**Task details**. Rescale the rows starting at the line that contains "Where can you spot the white bed" and ending at the last row, giving every line in that span again, requests included. Multiply each x and y coordinate in the answers by 2.35 and round to whole numbers with halves rounded up, leaving the requests as they are.

**The data**.

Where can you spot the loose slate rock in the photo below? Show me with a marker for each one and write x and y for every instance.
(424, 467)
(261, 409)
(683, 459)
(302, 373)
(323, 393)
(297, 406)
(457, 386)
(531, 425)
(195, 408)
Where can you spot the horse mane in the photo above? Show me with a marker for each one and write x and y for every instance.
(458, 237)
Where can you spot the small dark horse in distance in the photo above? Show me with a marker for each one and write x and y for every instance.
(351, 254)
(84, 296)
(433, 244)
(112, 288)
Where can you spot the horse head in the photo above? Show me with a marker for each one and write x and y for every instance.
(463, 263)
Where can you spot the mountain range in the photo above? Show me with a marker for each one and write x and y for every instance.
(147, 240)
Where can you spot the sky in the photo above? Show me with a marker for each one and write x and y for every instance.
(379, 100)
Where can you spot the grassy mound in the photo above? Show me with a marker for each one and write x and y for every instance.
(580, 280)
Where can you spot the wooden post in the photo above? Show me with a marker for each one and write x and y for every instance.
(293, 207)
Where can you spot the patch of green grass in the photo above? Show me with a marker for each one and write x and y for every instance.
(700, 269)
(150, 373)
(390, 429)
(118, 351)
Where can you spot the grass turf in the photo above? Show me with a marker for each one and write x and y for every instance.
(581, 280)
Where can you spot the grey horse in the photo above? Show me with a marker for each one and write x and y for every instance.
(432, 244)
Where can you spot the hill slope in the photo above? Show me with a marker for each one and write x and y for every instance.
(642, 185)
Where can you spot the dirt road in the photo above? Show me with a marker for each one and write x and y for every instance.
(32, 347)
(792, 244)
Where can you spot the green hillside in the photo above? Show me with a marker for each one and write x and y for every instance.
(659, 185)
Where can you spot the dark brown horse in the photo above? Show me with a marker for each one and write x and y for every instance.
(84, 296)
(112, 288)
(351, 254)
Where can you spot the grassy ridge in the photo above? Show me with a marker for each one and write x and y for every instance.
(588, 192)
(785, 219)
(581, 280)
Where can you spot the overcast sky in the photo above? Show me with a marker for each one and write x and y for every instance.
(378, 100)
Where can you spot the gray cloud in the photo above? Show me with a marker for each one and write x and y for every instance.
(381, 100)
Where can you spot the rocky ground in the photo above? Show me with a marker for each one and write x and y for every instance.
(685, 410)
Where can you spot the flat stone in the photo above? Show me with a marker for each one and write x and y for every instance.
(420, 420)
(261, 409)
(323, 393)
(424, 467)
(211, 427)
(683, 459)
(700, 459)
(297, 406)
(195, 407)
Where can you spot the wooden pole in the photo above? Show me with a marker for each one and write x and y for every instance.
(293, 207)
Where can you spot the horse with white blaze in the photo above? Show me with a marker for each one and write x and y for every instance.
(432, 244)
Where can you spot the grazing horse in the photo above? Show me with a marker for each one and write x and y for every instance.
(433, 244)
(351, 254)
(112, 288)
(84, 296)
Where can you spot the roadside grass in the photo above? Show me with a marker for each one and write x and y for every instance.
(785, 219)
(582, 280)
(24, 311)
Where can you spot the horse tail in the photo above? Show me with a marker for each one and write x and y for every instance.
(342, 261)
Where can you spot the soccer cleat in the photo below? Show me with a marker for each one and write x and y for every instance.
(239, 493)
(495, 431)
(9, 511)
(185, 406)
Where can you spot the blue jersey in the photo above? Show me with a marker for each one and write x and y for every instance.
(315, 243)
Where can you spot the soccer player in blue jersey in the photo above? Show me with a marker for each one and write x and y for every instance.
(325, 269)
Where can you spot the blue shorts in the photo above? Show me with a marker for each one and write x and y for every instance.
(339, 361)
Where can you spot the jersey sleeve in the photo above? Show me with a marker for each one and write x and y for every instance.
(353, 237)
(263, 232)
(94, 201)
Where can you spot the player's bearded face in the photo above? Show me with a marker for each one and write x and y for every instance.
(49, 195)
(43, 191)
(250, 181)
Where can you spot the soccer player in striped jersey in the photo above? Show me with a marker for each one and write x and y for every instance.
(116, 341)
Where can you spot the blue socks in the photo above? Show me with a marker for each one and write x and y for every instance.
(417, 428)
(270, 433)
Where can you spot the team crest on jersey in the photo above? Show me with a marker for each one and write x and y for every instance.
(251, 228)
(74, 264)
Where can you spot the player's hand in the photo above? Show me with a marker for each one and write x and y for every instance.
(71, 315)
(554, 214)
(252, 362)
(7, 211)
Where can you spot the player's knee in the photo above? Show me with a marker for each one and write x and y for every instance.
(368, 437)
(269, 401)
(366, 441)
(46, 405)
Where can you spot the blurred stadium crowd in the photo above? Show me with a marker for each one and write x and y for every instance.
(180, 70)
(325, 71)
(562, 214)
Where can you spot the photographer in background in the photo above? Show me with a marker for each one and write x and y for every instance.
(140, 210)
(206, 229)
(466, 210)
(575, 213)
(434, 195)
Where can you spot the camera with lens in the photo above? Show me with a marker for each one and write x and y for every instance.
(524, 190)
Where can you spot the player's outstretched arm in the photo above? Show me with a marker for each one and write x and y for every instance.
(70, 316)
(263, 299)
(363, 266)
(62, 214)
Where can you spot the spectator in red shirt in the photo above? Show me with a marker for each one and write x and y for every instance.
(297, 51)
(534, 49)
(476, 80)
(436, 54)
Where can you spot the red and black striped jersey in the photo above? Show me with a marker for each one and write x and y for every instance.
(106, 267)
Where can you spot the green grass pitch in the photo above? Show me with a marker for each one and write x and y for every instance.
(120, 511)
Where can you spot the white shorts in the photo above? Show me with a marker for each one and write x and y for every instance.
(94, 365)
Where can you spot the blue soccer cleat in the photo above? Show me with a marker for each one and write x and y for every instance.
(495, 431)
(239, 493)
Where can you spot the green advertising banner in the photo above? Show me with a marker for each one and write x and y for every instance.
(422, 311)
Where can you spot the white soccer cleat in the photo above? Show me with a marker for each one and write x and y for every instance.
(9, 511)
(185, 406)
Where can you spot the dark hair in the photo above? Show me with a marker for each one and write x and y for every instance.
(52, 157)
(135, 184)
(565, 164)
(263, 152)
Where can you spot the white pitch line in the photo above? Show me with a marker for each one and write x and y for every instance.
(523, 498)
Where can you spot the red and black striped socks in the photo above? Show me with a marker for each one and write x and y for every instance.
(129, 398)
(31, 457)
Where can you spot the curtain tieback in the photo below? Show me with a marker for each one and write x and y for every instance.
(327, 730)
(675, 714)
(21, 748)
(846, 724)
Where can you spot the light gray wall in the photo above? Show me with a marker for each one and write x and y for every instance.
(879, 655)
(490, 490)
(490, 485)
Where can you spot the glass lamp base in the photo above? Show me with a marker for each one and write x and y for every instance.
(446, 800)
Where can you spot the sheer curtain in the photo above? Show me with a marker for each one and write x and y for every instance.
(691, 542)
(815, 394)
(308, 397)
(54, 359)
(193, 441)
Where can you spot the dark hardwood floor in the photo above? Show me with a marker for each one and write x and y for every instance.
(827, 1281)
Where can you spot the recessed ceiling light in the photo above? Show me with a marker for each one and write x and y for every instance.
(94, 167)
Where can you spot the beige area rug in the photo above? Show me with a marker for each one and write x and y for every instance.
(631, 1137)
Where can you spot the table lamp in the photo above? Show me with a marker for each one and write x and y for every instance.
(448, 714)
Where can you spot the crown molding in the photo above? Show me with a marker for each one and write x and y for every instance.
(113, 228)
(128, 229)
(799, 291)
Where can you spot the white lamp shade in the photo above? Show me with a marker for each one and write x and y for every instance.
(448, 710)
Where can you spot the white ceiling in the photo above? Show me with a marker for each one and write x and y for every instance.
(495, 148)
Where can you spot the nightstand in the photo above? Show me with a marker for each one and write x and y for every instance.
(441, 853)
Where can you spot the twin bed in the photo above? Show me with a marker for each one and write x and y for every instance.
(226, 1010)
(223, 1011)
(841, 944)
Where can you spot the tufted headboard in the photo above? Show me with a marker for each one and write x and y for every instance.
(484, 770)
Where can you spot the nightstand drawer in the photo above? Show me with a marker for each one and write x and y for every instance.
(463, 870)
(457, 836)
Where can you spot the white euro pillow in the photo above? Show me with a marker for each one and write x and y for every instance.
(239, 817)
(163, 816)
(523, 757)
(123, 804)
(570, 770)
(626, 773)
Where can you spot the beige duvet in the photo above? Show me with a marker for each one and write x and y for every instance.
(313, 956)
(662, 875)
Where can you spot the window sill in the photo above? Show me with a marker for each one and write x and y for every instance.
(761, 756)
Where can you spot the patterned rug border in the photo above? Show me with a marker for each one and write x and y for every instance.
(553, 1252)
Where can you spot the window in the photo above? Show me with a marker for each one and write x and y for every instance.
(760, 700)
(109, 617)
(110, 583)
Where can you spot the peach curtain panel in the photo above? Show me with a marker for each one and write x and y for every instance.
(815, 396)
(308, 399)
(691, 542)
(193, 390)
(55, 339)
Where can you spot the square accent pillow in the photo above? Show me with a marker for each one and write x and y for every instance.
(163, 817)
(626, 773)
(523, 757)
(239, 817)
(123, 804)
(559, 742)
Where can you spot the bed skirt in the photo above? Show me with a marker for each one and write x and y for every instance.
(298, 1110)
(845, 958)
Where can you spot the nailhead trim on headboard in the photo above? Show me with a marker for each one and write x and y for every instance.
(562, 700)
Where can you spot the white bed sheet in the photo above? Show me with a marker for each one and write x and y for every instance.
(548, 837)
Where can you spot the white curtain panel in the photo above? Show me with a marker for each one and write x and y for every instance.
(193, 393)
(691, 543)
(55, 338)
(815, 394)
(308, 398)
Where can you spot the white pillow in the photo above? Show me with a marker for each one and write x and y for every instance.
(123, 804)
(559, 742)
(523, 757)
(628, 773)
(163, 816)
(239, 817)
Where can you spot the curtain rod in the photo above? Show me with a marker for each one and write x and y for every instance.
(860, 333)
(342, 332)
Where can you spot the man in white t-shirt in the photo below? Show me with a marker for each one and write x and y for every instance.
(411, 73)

**Solution to the exercise**.
Where can you spot the white bed sheet in the photo above? Show me with a marker for each one and write x and y for every instance.
(1288, 1967)
Where can you spot the white curtain panel in the photo above? Show me with a marker for each one and write x and y for every instance.
(454, 924)
(1624, 1276)
(129, 794)
(1915, 926)
(724, 935)
Where can you spot the white pillow in the photo above? Show me with a marker for each one and write x and y for every instance.
(289, 1889)
(1314, 1744)
(1229, 1779)
(1476, 1817)
(383, 1918)
(562, 1920)
Where can you spot the curtain rod in the photo above? Show me with a marker for each one and write x and y for every instance.
(2021, 783)
(804, 780)
Where can you spot the man in white t-shirt in the photo below? Show me with a marker for each one and write x and y for every instance.
(966, 172)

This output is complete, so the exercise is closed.